AIM: Turn the stretch from the line that contains "like x=463, y=354." through the line that contains "x=520, y=178", both included, into a Markdown table with the columns No and Text. Give each line a running number and leave out blank lines.

** Start **

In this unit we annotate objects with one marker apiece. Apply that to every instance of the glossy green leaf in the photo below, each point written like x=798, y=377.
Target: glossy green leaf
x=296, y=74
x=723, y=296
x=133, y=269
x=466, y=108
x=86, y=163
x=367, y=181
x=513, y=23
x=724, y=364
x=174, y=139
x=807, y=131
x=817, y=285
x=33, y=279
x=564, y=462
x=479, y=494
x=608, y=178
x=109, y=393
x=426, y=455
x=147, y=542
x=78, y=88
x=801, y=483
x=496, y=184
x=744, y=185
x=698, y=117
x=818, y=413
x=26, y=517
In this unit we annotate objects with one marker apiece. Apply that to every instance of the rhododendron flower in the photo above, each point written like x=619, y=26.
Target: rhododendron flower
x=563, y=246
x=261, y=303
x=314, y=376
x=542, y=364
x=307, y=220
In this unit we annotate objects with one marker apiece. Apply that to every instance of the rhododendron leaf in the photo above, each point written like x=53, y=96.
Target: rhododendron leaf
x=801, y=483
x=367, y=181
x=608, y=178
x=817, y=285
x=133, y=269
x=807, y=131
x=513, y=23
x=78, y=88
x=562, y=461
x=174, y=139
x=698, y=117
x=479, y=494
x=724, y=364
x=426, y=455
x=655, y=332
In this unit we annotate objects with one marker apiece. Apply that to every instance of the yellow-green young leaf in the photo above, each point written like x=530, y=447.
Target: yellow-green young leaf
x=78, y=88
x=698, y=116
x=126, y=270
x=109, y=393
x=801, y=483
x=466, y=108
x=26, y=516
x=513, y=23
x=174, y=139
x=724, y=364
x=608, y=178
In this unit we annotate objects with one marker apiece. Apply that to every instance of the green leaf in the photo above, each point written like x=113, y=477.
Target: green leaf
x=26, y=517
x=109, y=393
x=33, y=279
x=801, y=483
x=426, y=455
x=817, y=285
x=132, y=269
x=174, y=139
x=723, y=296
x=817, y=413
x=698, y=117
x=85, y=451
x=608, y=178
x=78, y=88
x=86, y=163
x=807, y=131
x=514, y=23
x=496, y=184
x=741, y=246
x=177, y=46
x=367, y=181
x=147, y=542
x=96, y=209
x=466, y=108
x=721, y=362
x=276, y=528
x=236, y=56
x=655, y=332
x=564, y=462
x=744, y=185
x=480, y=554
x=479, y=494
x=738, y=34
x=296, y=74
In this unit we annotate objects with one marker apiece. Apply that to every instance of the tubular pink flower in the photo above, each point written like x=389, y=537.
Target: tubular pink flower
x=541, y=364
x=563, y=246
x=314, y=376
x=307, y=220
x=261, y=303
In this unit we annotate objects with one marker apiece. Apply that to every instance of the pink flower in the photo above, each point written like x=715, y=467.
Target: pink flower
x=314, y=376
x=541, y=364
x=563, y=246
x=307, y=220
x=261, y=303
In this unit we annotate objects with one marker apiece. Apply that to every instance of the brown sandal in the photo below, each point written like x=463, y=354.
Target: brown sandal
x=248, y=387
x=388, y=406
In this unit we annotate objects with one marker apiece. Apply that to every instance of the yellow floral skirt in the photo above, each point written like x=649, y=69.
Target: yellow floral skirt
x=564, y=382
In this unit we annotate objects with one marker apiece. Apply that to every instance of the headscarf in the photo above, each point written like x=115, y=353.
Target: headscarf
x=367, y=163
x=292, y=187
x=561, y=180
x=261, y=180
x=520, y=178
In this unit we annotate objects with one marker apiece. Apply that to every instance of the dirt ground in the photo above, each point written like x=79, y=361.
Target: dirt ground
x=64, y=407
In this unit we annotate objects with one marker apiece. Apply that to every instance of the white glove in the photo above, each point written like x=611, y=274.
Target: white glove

** End **

SOLUTION FOR THIS PROBLEM:
| No | Text |
|---|---|
| 1 | In this unit we annotate objects with one marker apiece. Apply that to every instance of the brown sandal in the photo below, each point written like x=463, y=354. |
| 2 | Target: brown sandal |
| 3 | x=248, y=387 |
| 4 | x=388, y=406 |
| 5 | In this unit we annotate objects with one marker apiece. Apply that to every instance of the yellow floral skirt in the photo above, each point written like x=649, y=69. |
| 6 | Target: yellow floral skirt |
| 7 | x=564, y=382 |
| 8 | In this unit we annotate objects with one marker apiece. Apply that to every instance of the headscarf in the photo above, each point written like x=115, y=353. |
| 9 | Target: headscarf |
| 10 | x=367, y=163 |
| 11 | x=292, y=187 |
| 12 | x=561, y=180 |
| 13 | x=261, y=180 |
| 14 | x=520, y=178 |